*** Provided entries
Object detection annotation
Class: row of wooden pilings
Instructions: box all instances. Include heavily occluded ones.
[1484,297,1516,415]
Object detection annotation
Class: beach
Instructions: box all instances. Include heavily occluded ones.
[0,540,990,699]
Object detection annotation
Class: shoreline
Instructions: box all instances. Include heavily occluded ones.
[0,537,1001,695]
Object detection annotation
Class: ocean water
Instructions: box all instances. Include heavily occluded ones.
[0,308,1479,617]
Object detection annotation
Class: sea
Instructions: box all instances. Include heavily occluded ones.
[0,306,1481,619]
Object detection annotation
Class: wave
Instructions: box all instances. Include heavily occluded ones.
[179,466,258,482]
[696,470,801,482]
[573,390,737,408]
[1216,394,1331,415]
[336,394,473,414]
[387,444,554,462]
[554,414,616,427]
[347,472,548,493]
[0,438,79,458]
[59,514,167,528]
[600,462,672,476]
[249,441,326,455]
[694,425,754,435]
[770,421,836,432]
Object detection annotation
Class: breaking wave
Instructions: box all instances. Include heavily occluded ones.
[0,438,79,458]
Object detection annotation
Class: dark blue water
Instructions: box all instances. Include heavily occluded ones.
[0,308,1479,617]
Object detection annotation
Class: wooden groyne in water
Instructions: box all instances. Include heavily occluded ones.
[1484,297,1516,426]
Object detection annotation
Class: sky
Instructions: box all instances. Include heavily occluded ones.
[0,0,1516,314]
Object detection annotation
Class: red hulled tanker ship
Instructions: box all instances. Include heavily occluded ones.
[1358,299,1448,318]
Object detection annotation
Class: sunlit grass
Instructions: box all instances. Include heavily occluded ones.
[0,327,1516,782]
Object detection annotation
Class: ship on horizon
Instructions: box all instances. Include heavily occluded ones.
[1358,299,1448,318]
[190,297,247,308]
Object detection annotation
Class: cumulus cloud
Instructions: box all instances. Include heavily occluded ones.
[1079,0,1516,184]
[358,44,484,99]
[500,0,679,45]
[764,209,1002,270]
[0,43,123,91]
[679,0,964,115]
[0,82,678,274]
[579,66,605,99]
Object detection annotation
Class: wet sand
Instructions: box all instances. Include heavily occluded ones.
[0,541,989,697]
******
**What you will do**: Count the lines in the records above that contain the string "water". Reply with the number alone.

**Response to this exercise**: 3